START RECORDS TO PROCESS

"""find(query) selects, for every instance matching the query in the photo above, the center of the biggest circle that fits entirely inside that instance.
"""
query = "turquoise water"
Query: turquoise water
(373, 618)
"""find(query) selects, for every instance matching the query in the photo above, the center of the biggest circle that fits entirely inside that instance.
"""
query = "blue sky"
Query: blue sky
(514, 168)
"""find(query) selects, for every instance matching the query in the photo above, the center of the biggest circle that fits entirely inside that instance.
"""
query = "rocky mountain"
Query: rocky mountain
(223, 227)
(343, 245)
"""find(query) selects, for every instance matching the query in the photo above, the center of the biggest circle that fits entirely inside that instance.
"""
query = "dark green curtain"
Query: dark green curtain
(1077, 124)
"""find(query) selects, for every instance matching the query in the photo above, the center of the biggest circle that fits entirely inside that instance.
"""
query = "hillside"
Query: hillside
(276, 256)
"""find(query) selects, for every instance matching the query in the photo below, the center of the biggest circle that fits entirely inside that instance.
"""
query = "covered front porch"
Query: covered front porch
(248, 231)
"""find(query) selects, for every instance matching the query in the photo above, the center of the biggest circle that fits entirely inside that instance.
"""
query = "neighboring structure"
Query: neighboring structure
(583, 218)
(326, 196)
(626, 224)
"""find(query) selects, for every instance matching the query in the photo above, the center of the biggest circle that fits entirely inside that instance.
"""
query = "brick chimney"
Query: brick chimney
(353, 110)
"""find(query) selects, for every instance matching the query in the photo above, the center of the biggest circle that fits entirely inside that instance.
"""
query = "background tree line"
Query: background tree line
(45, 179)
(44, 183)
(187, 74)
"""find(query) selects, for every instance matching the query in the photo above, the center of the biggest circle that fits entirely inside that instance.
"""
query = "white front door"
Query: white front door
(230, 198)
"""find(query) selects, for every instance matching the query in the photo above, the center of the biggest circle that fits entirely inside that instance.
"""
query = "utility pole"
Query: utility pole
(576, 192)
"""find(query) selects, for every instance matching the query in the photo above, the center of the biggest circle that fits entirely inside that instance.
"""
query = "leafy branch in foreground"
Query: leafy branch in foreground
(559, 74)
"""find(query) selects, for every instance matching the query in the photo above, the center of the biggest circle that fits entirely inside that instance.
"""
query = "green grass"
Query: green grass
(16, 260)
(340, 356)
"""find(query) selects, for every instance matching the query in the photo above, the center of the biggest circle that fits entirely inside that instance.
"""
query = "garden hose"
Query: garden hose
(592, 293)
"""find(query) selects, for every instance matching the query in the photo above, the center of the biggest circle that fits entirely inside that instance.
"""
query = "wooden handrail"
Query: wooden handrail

END RECORDS TO PROCESS

The answer consists of every entry, returned exactly.

### RESULT BELOW
"""find(query) selects, for every instance matching the query in the photo above, the center of the biggest circle that fits entirely inside that instance.
"""
query = "turquoise water"
Query: turquoise water
(373, 618)
"""find(query) selects, for every instance matching the query in the photo above, the center of the biggest circle that fits entirely inside that instance.
"""
query = "blue sky"
Query: blue sky
(514, 168)
"""find(query) selects, for every instance matching the query in the photo above, the center of the biggest circle that fits entirely inside that instance.
"""
query = "rocky mountain"
Query: rocky mountain
(223, 227)
(343, 245)
"""find(query) selects, for every instance matching the query in the photo above, the center of the biggest circle that fits entirely inside that instance.
"""
query = "dark green curtain"
Query: dark green curtain
(1077, 124)
"""find(query) selects, for every instance matching the query in the photo above, the center of the biggest circle that fits entirely inside that instance.
"""
query = "hillside"
Query: hillside
(276, 256)
"""find(query) selects, for every instance matching the query in the photo below, the center of the biggest circle that fits entirely inside that instance.
"""
query = "covered front porch"
Query: covered front porch
(248, 231)
"""find(query) selects, for every instance matching the query in the photo above, the center of the biggest circle that fits entirely inside that instance.
"""
query = "neighboring structure"
Query: neighboring structure
(583, 218)
(326, 196)
(626, 224)
"""find(query) selects, for every instance matching the query in the photo above, the center of the biggest circle that fits entirely inside that instance.
"""
query = "brick chimney"
Query: brick chimney
(353, 110)
"""find(query) selects, for every instance matching the query in the photo above, the center of the biggest circle that fits entirely inside that instance.
"""
query = "background tree line"
Query: background tree line
(45, 179)
(44, 183)
(187, 74)
"""find(query) selects, for every instance matching the query in the photo above, the center of the biggest circle that fits entirely inside that instance.
"""
query = "white front door"
Query: white front door
(230, 198)
"""find(query) selects, for every instance matching the query in the photo above, the center of the biggest circle that fits entirely inside that instance.
"""
query = "utility pole"
Query: utility pole
(576, 192)
"""find(query) selects, for every instance matching the query in the photo above, the center of the biggest circle that fits entirely inside that instance.
"""
query = "leafy branch in foreground"
Query: leafy branch in foreground
(559, 74)
"""find(query) selects, for every instance matching the query in the photo above, the center of the biggest circle that fits entirely inside that instance.
"""
query = "green grass"
Query: green grass
(16, 260)
(340, 356)
"""find(query) selects, for every instance matching the query in the photo above, the center of the biggest circle that fits entirely inside that instance.
"""
query = "garden hose"
Query: garden hose
(592, 293)
"""find(query) selects, for every instance matching the query in the photo above, the center of the biggest circle that fits entirely inside that instance.
"""
query = "wooden handrail"
Query: wooden handrail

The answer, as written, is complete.